Extract provided:
The problem of establishing the magnetostructural correlation for gadolinium complexes with the [Gd₂O₂] core has been considered earlier [31,32,33]. The experimental data that we obtained for [Gd₂(O₂CCym)₆(THF)₄]·THF [15] and [Gd₂(O₂CCym)₆(py)₄]·2py [16] and the available sufficiently abundant data for 34 gadolinium complexes with the [Gd₂O₂] motive allowed us to suggest a correlation between the J_Gd-Gd′ value and the Gd…Gd distance in the complexes [30]. The determined empirical dependence was satisfactorily approximated by a fourth degree polynomial with R² = 0.854 [30]. It was found that the antiferromagnetic interaction between the Gd³⁺ ions weakens with an increase in the distance; at D_Gd…Gd′ above ~4.10 Å, it changes to ferromagnetic coupling that passes through a maximum (at D_Gd…Gd′ ≈ 4.25 Å) and approaches zero at D_Gd…Gd′ > 4.50 Å (Figure 7). The authors [34] also note that within the framework of the [Gd₂O₂] core, exchange coupling is ferromagnetic when the Gd…Gd distance is larger than ~4.0–4.1 Å, while the exchange coupling is antiferromagnetic when this parameter is smaller.

The validity of this correlation was confirmed by the data for four [Gd₂O₂] complexes synthesized by us (marked with asterisks in Table 1 and by blue points in Figure 7) [30]. The plot of the dependence is similar to the Bethe–Slater curve (Figure 7, insert) which represents the magnitude of direct exchange as a function of a/r ratio, where a is the distance between two nearby atoms, and r is the radius of the unfilled electron shell [35].

In the work [30], the results of the studies carried out before the year 2013 were summarized. However, presently, this problem is still under research [34]. Therefore, we decided to supplement the information provided in our earlier work [30] with both our and literature data, which is presented in this paper (Table 1 and red points in Figure 7).

Taking into account additional findings, together with the previously used data, allowed enhancing the reliability of the correlation (R² = 0.875). As can be seen from Figure 7, these data also confirm the validity of the correlation that we found.

Set exercise 1: Collect every line of the listing that contains the word "black".
The excerpt on gadolinium complexes and the listing come from unrelated sources.

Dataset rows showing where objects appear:

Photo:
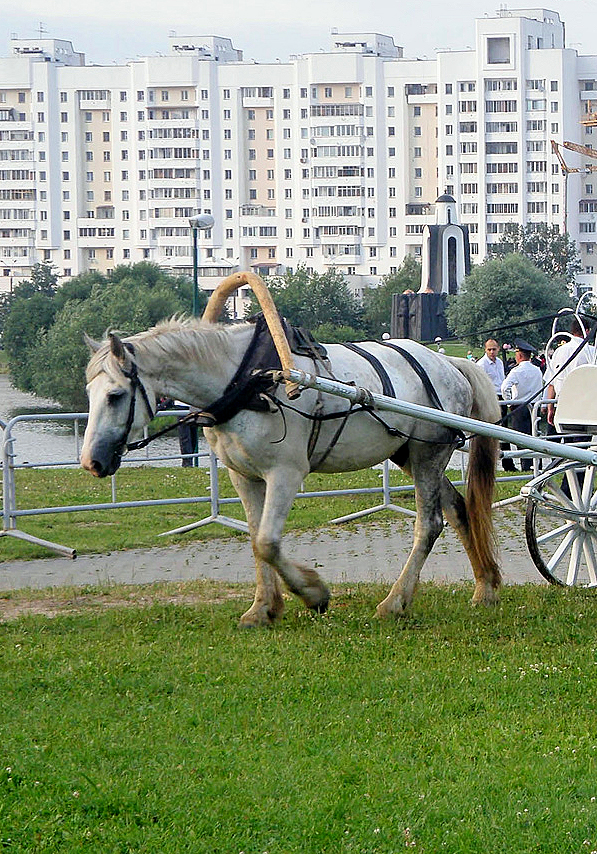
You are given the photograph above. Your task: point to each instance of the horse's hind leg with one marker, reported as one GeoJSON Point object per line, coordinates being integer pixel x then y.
{"type": "Point", "coordinates": [487, 578]}
{"type": "Point", "coordinates": [268, 603]}
{"type": "Point", "coordinates": [428, 525]}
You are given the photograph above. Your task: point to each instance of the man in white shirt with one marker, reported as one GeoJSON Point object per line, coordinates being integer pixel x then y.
{"type": "Point", "coordinates": [586, 356]}
{"type": "Point", "coordinates": [522, 383]}
{"type": "Point", "coordinates": [492, 365]}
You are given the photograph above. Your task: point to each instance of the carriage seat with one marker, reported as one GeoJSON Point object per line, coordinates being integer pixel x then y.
{"type": "Point", "coordinates": [576, 410]}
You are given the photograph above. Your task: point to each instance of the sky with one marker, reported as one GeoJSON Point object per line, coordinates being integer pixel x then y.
{"type": "Point", "coordinates": [110, 31]}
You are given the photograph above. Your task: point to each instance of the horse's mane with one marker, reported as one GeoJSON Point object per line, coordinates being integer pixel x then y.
{"type": "Point", "coordinates": [179, 337]}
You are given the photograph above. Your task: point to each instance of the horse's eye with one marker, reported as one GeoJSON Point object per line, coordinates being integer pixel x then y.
{"type": "Point", "coordinates": [115, 397]}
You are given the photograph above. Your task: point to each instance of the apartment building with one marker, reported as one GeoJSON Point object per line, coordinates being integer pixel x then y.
{"type": "Point", "coordinates": [332, 159]}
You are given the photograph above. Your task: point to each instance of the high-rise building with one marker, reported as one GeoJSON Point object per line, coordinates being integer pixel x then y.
{"type": "Point", "coordinates": [330, 159]}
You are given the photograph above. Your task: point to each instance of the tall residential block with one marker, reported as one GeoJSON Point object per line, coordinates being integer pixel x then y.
{"type": "Point", "coordinates": [332, 159]}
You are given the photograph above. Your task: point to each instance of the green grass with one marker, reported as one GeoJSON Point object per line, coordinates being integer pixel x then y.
{"type": "Point", "coordinates": [168, 729]}
{"type": "Point", "coordinates": [109, 530]}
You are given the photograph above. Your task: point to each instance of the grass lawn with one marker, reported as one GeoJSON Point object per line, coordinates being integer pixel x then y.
{"type": "Point", "coordinates": [107, 530]}
{"type": "Point", "coordinates": [165, 728]}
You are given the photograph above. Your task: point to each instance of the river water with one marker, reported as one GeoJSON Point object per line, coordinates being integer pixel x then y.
{"type": "Point", "coordinates": [51, 442]}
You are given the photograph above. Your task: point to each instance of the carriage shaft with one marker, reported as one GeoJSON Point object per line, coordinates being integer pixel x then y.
{"type": "Point", "coordinates": [447, 419]}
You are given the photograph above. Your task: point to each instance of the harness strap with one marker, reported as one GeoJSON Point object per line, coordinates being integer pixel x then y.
{"type": "Point", "coordinates": [419, 370]}
{"type": "Point", "coordinates": [386, 382]}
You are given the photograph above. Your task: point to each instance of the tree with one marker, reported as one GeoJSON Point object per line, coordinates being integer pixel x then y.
{"type": "Point", "coordinates": [377, 302]}
{"type": "Point", "coordinates": [313, 299]}
{"type": "Point", "coordinates": [554, 253]}
{"type": "Point", "coordinates": [502, 291]}
{"type": "Point", "coordinates": [30, 310]}
{"type": "Point", "coordinates": [52, 355]}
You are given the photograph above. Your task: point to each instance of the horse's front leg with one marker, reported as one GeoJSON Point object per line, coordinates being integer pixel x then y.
{"type": "Point", "coordinates": [268, 603]}
{"type": "Point", "coordinates": [282, 485]}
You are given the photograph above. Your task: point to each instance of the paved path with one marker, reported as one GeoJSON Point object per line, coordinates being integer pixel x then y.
{"type": "Point", "coordinates": [371, 552]}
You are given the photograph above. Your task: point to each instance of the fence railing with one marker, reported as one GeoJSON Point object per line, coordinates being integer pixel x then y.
{"type": "Point", "coordinates": [12, 515]}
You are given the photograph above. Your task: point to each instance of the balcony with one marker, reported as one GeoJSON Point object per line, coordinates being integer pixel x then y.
{"type": "Point", "coordinates": [257, 210]}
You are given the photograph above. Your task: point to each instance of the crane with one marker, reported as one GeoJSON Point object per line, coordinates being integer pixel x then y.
{"type": "Point", "coordinates": [566, 170]}
{"type": "Point", "coordinates": [590, 118]}
{"type": "Point", "coordinates": [585, 150]}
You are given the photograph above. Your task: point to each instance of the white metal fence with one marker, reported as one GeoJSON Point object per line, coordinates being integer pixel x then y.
{"type": "Point", "coordinates": [13, 516]}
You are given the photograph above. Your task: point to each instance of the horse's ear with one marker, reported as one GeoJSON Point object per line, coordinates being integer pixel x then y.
{"type": "Point", "coordinates": [91, 343]}
{"type": "Point", "coordinates": [117, 347]}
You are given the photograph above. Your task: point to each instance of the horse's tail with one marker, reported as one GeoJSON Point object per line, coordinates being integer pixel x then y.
{"type": "Point", "coordinates": [483, 453]}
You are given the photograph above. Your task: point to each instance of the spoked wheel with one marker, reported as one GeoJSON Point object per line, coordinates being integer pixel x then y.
{"type": "Point", "coordinates": [561, 525]}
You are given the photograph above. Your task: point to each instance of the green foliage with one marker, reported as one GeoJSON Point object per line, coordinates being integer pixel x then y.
{"type": "Point", "coordinates": [164, 729]}
{"type": "Point", "coordinates": [549, 250]}
{"type": "Point", "coordinates": [29, 311]}
{"type": "Point", "coordinates": [110, 530]}
{"type": "Point", "coordinates": [377, 302]}
{"type": "Point", "coordinates": [312, 299]}
{"type": "Point", "coordinates": [502, 291]}
{"type": "Point", "coordinates": [45, 325]}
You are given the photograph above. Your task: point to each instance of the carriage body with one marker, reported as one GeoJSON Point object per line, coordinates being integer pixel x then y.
{"type": "Point", "coordinates": [561, 513]}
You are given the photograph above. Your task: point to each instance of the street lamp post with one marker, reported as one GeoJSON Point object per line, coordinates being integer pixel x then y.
{"type": "Point", "coordinates": [199, 222]}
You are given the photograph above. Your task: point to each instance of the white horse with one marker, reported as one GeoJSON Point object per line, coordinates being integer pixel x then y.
{"type": "Point", "coordinates": [269, 453]}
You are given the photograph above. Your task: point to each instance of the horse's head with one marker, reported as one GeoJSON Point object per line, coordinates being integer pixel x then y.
{"type": "Point", "coordinates": [120, 405]}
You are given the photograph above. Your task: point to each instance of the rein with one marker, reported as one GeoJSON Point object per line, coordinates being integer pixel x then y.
{"type": "Point", "coordinates": [133, 375]}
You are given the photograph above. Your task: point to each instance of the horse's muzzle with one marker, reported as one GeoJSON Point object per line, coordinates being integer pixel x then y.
{"type": "Point", "coordinates": [99, 466]}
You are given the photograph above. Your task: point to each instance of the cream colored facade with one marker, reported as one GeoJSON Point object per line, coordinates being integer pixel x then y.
{"type": "Point", "coordinates": [330, 159]}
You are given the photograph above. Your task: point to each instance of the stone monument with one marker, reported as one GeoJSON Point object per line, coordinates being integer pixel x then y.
{"type": "Point", "coordinates": [446, 260]}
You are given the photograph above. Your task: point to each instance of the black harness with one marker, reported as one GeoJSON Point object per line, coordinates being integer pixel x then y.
{"type": "Point", "coordinates": [252, 387]}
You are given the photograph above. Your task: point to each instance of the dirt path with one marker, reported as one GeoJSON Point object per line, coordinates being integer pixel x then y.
{"type": "Point", "coordinates": [372, 552]}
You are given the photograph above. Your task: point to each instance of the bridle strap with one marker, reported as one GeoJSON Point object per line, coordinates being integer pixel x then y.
{"type": "Point", "coordinates": [132, 374]}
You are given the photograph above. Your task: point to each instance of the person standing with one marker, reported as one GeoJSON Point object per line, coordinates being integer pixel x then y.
{"type": "Point", "coordinates": [522, 384]}
{"type": "Point", "coordinates": [494, 368]}
{"type": "Point", "coordinates": [586, 356]}
{"type": "Point", "coordinates": [492, 365]}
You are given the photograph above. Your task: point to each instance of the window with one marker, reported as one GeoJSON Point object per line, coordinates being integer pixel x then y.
{"type": "Point", "coordinates": [498, 50]}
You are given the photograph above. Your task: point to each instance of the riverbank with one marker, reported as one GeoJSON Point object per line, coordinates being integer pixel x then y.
{"type": "Point", "coordinates": [372, 552]}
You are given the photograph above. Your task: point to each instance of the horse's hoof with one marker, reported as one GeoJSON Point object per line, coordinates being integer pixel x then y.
{"type": "Point", "coordinates": [256, 619]}
{"type": "Point", "coordinates": [322, 606]}
{"type": "Point", "coordinates": [317, 598]}
{"type": "Point", "coordinates": [395, 608]}
{"type": "Point", "coordinates": [486, 595]}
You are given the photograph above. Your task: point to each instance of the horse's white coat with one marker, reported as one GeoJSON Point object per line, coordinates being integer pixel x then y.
{"type": "Point", "coordinates": [266, 453]}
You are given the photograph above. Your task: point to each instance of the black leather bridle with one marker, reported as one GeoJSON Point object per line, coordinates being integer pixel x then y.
{"type": "Point", "coordinates": [132, 374]}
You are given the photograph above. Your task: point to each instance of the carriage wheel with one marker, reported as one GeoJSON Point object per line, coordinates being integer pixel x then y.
{"type": "Point", "coordinates": [561, 525]}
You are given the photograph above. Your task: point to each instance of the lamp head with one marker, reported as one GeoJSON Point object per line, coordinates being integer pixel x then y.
{"type": "Point", "coordinates": [201, 221]}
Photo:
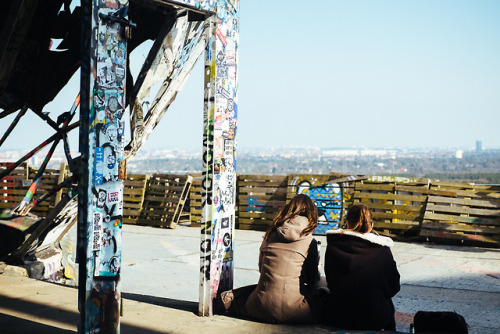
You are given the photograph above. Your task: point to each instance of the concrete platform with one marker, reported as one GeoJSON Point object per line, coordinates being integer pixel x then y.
{"type": "Point", "coordinates": [160, 276]}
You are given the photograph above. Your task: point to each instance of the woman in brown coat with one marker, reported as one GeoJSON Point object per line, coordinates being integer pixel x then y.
{"type": "Point", "coordinates": [285, 275]}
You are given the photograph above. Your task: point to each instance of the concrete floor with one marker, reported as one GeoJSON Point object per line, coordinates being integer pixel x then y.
{"type": "Point", "coordinates": [160, 279]}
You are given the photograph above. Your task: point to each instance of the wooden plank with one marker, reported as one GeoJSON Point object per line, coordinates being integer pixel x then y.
{"type": "Point", "coordinates": [390, 215]}
{"type": "Point", "coordinates": [462, 227]}
{"type": "Point", "coordinates": [271, 199]}
{"type": "Point", "coordinates": [487, 203]}
{"type": "Point", "coordinates": [375, 186]}
{"type": "Point", "coordinates": [396, 225]}
{"type": "Point", "coordinates": [397, 180]}
{"type": "Point", "coordinates": [460, 219]}
{"type": "Point", "coordinates": [463, 210]}
{"type": "Point", "coordinates": [424, 190]}
{"type": "Point", "coordinates": [155, 199]}
{"type": "Point", "coordinates": [395, 207]}
{"type": "Point", "coordinates": [254, 177]}
{"type": "Point", "coordinates": [493, 239]}
{"type": "Point", "coordinates": [250, 214]}
{"type": "Point", "coordinates": [263, 190]}
{"type": "Point", "coordinates": [390, 197]}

Set exercise 2: Repeat the stretch of the excerpt on gadolinium complexes from "The validity of this" through "in Figure 7).".

Worked solution 1:
You are given the photograph above. Your task: point to each instance of the black harness with one marker, reported as one GeoJSON Point object per line, coordinates being integer pixel x then y.
You are given the photograph above. Your task: point to each instance of the black leather bridle with one marker, reported as one GeoJSON Point object per line, coordinates being integer pixel x then y.

Worked solution 2:
The validity of this correlation was confirmed by the data for four [Gd₂O₂] complexes synthesized by us (marked with asterisks in Table 1 and by blue points in Figure 7) [30]. The plot of the dependence is similar to the Bethe–Slater curve (Figure 7, insert) which represents the magnitude of direct exchange as a function of a/r ratio, where a is the distance between two nearby atoms, and r is the radius of the unfilled electron shell [35].

In the work [30], the results of the studies carried out before the year 2013 were summarized. However, presently, this problem is still under research [34]. Therefore, we decided to supplement the information provided in our earlier work [30] with both our and literature data, which is presented in this paper (Table 1 and red points in Figure 7).